_GOAL_
Please copy every line of the listing below without changing anything, and leave the pictures out of your copy.
── EXTRACTED MATERIAL
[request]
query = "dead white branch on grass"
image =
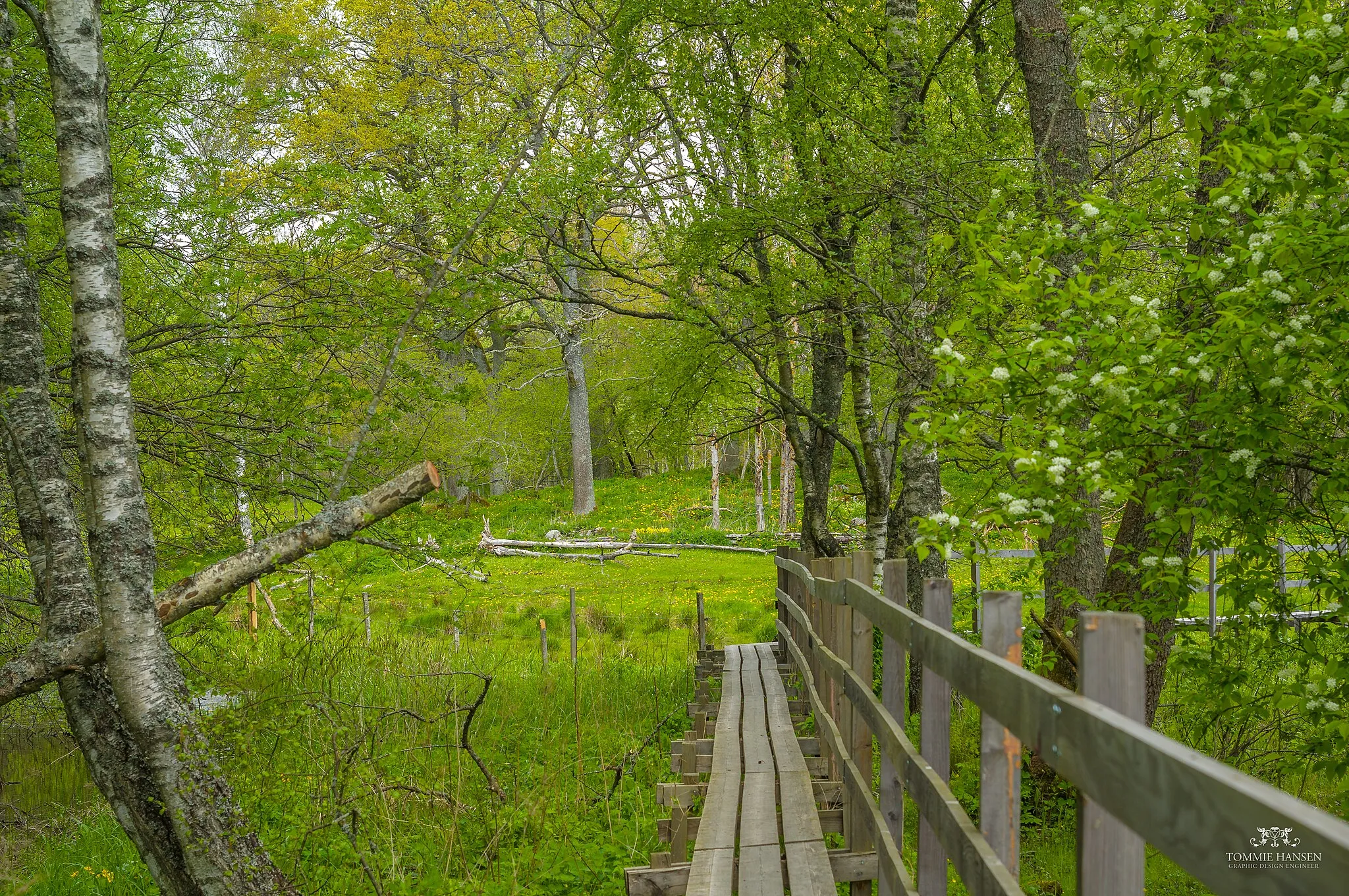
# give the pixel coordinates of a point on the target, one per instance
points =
────
_EXPECTED OUTPUT_
[request]
query = "dead white branch on grass"
image =
# give the pixel coordinates of a point on the target, one per instance
points =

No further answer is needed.